▶ _Document text_
══════

A cardiology team in Gisborne is crediting stronger relationships with Ngāti Porou for the success of recent remote clinics up the East Coast.
The burden of heart disease falls unequally on Māori and Pasifika, a problem further compounded in isolated and high deprivation areas.
Hauora Tairāwhiti director of cardiology Dr Gerry Devlin said the team had been looking at their services and how they could operate differently.
"If you do it the same way, you're going to get the same answers.
"Bringing the service to the community, we think, is an important way of making it easier to engage with us."
Their team saw 26 patients over two days in Te Puia Springs and Ruatoria in October. Eighteen patients were Māori.
It played out very differently a decade ago when they struggled to fill the visiting clinics.
The relationships with Ngāti Porou were a key difference, and pivotal to the recent clinics' success, Devlin said.
"Part of what we've done in the past two years is building relationships with the communities and being asked to come up and do the clinics is a testament to this."
Māori health provider Ngāti Porou Hauora chief executive Rose Kahaki said cardiac problems were a "big issue" for whānau living on the coast.
They had held specialist clinics in Te Puia over many years, and had seen increased attendance, but their ability to offer specialist care "closer to home" was dependent on two important factors.
"The interest of the doctor to service the coast and the district health board's willingness to fund the service," she said.
The recent clinic was "very successful" and they were looking to apply the same model to other areas such as obstetrics, gynaecology and ophthalmology, Kahaki said.
According to the Heart Foundation, Māori and Pacific people are 1.3 times more likely to suffer a heart attack or stroke, and four times more likely to die of heart disease before the age of 65 than non-Māori.
New Zealanders living in the most deprived areas are twice as likely to die from avoidable heart disease before the age of 65 compared to the least deprived.
Gisborne scores high on the social deprivation index, with income levels below the national median.
Devlin, who is the medical director of the Heart Foundation, presented a paper on heart health and equity to the government prior to the election.

══════

▶ _Supplied records_
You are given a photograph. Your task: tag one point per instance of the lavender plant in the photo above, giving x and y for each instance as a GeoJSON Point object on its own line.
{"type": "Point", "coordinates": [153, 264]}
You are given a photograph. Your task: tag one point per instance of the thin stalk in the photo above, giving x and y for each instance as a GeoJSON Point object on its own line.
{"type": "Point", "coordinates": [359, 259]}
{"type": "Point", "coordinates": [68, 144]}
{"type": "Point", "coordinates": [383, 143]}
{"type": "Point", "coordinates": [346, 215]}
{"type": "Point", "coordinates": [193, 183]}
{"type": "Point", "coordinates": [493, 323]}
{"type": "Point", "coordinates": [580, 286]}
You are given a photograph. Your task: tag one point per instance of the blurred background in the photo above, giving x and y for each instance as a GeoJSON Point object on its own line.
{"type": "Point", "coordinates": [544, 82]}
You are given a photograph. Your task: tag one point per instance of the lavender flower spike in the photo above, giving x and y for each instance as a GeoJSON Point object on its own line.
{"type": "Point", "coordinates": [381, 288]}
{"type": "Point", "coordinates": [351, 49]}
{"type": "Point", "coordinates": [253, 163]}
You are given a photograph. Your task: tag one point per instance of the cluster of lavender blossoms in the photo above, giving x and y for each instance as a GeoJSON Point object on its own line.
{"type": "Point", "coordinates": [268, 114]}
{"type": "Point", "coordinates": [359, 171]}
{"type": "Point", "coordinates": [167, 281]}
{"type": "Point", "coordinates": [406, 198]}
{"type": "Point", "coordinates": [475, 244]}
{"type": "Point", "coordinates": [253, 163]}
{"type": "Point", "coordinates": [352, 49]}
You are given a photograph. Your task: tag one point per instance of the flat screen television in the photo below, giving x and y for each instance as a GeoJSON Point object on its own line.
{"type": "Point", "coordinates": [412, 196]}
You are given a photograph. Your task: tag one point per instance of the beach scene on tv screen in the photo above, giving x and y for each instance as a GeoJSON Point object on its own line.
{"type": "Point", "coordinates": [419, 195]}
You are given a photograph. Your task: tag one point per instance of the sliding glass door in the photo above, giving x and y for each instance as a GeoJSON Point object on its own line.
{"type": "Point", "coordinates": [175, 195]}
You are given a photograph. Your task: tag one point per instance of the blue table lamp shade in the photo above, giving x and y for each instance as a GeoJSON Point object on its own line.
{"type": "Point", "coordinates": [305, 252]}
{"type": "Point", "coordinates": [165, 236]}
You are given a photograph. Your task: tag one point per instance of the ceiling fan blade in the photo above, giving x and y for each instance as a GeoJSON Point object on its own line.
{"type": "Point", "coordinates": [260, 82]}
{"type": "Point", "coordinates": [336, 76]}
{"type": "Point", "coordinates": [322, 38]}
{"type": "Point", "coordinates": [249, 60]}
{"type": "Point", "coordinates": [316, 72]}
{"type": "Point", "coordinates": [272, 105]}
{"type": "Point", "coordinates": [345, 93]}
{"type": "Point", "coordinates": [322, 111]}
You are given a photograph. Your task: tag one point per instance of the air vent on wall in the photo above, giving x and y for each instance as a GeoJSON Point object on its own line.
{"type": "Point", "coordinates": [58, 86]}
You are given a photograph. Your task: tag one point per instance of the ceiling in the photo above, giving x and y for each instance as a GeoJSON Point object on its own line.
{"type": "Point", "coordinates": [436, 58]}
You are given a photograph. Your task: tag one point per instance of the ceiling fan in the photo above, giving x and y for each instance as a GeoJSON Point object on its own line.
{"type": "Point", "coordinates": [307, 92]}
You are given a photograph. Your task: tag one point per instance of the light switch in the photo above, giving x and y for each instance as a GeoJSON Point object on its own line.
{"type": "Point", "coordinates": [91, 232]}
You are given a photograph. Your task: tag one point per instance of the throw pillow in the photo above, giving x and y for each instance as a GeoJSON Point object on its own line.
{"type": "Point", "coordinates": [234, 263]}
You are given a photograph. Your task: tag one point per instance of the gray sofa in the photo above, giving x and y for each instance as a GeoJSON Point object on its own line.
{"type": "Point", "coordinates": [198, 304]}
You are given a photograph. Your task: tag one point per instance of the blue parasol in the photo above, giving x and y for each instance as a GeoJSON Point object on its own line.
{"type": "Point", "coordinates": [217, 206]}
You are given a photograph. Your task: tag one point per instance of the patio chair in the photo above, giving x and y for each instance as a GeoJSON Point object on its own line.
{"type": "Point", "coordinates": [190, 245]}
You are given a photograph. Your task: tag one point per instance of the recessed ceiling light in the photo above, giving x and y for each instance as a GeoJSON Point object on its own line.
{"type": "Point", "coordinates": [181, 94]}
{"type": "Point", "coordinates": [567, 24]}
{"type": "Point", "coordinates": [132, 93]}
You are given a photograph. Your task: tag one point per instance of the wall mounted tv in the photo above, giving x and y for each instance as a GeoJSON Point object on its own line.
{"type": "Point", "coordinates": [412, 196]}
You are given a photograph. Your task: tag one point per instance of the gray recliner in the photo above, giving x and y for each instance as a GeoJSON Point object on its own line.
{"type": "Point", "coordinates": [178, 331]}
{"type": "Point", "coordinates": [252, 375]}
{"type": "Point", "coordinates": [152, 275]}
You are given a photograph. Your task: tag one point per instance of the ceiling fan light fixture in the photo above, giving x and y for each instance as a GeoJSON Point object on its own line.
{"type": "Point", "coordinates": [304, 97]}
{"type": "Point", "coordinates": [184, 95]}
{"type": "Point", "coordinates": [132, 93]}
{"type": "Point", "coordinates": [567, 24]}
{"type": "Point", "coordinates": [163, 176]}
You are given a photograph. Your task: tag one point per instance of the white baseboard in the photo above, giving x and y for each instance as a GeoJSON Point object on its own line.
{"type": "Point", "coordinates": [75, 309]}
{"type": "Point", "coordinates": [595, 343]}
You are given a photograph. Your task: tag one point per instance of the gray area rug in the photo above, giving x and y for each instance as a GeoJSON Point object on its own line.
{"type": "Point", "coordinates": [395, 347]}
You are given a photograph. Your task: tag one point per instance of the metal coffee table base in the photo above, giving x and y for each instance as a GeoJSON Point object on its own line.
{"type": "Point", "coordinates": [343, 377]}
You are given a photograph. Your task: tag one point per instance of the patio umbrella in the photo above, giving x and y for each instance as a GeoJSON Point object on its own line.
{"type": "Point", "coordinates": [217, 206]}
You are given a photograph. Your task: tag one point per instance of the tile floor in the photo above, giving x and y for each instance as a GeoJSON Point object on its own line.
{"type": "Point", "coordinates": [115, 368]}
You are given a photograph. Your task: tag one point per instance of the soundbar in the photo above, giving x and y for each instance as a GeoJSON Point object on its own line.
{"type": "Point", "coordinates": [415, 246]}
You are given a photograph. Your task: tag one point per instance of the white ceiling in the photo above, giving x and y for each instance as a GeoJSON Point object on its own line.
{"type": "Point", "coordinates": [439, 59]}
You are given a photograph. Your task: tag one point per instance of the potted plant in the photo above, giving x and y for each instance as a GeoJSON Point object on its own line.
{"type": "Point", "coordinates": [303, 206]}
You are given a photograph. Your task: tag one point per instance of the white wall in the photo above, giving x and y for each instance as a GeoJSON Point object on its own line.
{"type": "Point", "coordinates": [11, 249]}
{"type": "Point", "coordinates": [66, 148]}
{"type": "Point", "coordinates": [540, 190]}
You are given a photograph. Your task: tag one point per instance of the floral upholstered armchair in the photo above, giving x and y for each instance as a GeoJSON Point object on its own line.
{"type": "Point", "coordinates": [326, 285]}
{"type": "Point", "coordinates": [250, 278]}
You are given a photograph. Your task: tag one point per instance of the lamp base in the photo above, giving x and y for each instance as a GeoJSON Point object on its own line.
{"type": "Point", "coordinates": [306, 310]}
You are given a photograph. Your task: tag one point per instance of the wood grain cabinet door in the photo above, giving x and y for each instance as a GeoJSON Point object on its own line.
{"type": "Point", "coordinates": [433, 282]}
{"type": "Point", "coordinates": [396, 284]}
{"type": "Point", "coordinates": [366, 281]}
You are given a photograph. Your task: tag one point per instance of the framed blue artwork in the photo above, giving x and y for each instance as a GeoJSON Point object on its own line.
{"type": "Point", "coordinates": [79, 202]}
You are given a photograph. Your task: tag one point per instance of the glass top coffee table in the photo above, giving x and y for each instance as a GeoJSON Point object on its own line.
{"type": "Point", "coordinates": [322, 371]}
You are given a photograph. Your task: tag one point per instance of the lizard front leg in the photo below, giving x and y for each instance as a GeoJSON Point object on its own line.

══════

▶ _Exercise instructions_
1) Output the part of the article on the East Coast heart clinics that begins at the words "It played out" and stops after "two important factors.", copied word for word.
2) Go on with the article about the East Coast cardiology clinics, picking up after its final sentence.
The records were taken from a separate source.

▶ _Solved problems_
1)
It played out very differently a decade ago when they struggled to fill the visiting clinics.
The relationships with Ngāti Porou were a key difference, and pivotal to the recent clinics' success, Devlin said.
"Part of what we've done in the past two years is building relationships with the communities and being asked to come up and do the clinics is a testament to this."
Māori health provider Ngāti Porou Hauora chief executive Rose Kahaki said cardiac problems were a "big issue" for whānau living on the coast.
They had held specialist clinics in Te Puia over many years, and had seen increased attendance, but their ability to offer specialist care "closer to home" was dependent on two important factors.

2)
He said health workers were often intent on and passionate about addressing inequities, and made a beeline straight for solutions, but relationships were "really important".
"Lots of people in health, we want to get on and solve things, but solving things is much more challenging than going in and saying 'hey, I've got a solution for you'."
Kahaki said Ngāti Porou Hauora was moving into a "more proactive rather than reactive space" to address health inequities.
"We are working through plans at the moment to support whānau better from a wellness and preventative to treatment continuum.
"First this involves understanding the unique make-up and strengths of each community and using it as part of the solution."
They were setting out to learn from models with better outcomes than their own and understand the health of each person and community through baseline data and tracking progress over time.
They were also supporting their workforce through training, education and mentoring to better support whānau.
These moves come as Tracy Low qualifies as Tairāwhiti's first cardiology nurse practitioner - an advanced nursing role with the licence to diagnose, investigate and be the lead clinician.
Low said they were looking at running the cardiology service up the coast more regularly.
"The community up the coast has been under-serviced for so many years - we need to make sure that whatever we say that we're going to do, we do it."
"It does come down to the sustainability of our services, our clinicians and our skills."
Devlin said, a few weeks after the recent clinics, a patient up the coast called up the hospital.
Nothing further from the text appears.